### EXERCISE:
Duplicate the part of the listing that opens with the line containing "evergreen tree as a single marker per instance." and closes with the line containing "point(30, 979)", both of those lines included.

### INPUT MATERIAL:
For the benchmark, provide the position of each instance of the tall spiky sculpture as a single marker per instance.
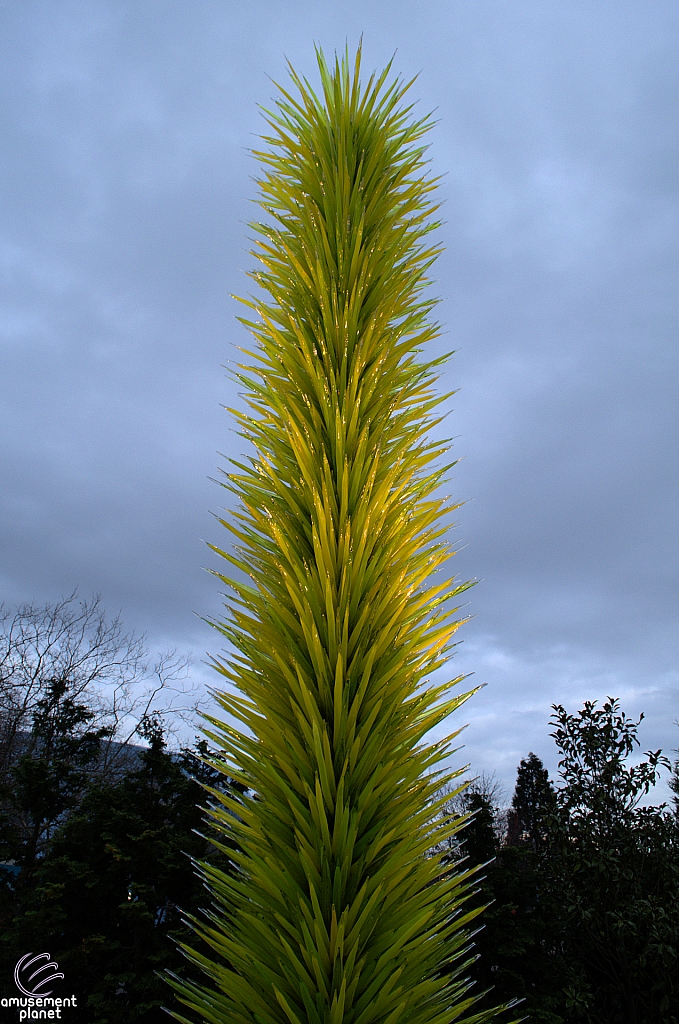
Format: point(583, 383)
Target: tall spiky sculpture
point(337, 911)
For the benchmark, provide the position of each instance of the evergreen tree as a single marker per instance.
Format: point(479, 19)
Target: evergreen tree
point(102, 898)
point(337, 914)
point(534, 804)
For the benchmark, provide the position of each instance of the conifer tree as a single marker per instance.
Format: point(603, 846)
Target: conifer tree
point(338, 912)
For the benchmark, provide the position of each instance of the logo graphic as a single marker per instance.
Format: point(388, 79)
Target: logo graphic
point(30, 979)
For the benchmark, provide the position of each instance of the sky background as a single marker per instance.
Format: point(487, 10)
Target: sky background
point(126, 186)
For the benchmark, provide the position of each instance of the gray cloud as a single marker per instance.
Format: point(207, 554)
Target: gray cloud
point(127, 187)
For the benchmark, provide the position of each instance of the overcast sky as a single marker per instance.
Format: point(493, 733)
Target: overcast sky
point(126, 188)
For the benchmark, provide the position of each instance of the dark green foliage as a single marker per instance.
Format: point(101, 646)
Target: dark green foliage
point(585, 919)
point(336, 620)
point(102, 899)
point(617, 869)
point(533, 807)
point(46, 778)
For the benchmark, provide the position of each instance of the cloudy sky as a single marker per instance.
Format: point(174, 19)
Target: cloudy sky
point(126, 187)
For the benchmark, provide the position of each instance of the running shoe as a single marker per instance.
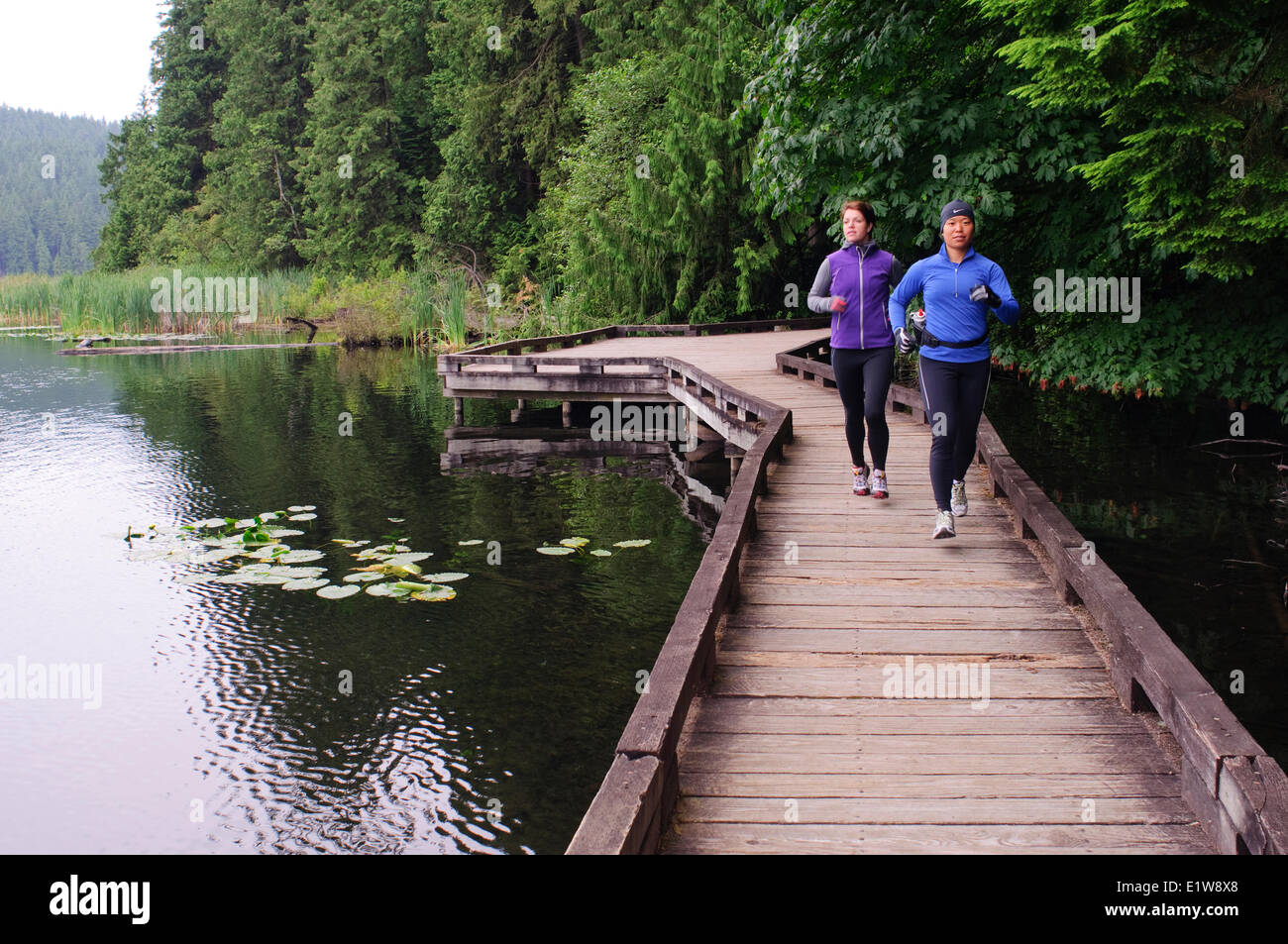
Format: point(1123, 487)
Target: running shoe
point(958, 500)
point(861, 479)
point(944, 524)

### EXERCISE ANSWER:
For the benchmark, provide the position of each instance of the evergreen tree as a single marker per instance.
Format: point(479, 19)
Target: evergreen tree
point(102, 898)
point(337, 914)
point(534, 804)
For the benchmark, provide the position of each instance of the conifer tree as a single marker per instance.
Format: point(603, 846)
Target: conifer tree
point(338, 912)
For the benchmark, provide the position of each instance of the logo graphic as a single marker per instance.
Format: point(388, 79)
Target: logo graphic
point(30, 979)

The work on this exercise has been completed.